> **Exercise**: According to the passage on Dutch coal-firing plants, how much did each of the three newly finished coal plants cost?

Given passage below:

Although many politicians supported the decision, the government appealed the verdict on the grounds that they questioned the way the court assessed their policy. They still promised, however, that new measures to comply with the verdict would be carried out. Urgenda described the appeal as a delaying tactic; 28,000 citizens signed a petition urging the government to accept the verdict rather than appeal.

=== Debate about closure of coal-firing plants ===
In October 2015, many politicians lost confidence in the agreement and demanded an additional set of measures when evidence emerged that the Energy Agreement's measures could not achieve their intended goals. In December 2015, a majority of the House of Representatives supported closing all Dutch coal-firing plants in the near future, implying a policy contradiction: closing the additional coal-firing plants would interfere with the execution of the Energy Agreement because it would end the co-firing of biomass. Additionally, three new coal plants were just finished costing 1.5 billion euros each. Some politicians suggested redirecting the initial subsidies for co-firing biomass into compensation to close the new coal-firing plants, while others opposed the plan because they were afraid that it would cost too many jobs.

End of Given passage.
Records below:

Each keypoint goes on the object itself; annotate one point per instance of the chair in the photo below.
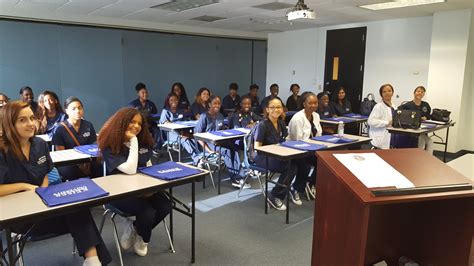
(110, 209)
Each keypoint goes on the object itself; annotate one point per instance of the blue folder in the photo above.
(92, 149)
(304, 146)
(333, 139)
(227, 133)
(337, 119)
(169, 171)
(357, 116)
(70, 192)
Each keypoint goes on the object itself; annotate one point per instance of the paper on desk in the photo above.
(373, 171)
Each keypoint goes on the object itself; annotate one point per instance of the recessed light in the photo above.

End of Records.
Records below:

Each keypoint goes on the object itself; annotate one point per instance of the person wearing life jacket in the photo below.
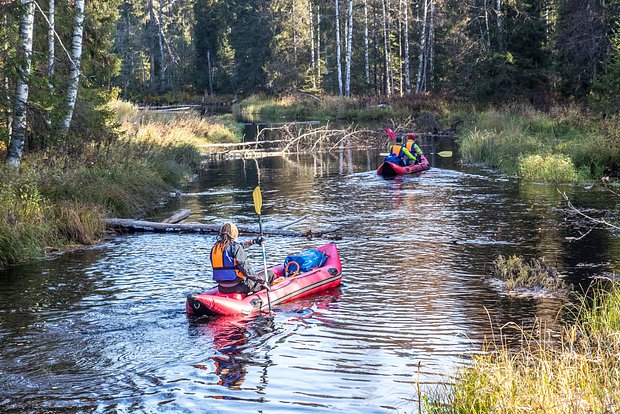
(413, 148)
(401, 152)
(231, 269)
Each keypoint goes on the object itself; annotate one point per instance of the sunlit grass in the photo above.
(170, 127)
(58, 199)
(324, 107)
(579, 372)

End of Records.
Records below:

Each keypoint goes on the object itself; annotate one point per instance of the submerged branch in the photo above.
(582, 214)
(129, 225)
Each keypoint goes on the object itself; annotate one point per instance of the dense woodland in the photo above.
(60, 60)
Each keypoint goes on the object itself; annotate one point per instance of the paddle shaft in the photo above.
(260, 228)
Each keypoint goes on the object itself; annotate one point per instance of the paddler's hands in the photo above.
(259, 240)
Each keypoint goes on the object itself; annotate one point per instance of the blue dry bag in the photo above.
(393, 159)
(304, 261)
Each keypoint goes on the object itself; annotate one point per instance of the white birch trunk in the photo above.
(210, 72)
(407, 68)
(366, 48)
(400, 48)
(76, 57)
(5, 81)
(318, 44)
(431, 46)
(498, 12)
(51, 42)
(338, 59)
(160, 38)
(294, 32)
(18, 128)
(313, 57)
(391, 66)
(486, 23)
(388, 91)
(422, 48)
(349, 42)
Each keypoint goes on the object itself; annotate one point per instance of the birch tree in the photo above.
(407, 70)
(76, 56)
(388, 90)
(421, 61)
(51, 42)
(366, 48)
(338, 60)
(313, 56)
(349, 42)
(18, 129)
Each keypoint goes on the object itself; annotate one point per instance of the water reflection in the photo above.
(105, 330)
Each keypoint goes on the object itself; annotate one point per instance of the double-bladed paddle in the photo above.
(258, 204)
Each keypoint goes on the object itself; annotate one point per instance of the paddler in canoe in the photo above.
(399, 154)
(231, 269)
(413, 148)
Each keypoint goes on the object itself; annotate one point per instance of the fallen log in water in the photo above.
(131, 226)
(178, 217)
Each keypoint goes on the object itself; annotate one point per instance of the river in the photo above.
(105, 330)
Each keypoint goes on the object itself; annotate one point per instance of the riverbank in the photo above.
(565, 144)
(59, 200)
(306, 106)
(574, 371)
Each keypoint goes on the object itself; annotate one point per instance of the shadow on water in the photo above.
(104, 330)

End of Records.

> **Finished exercise**: 1.5 billion euros each.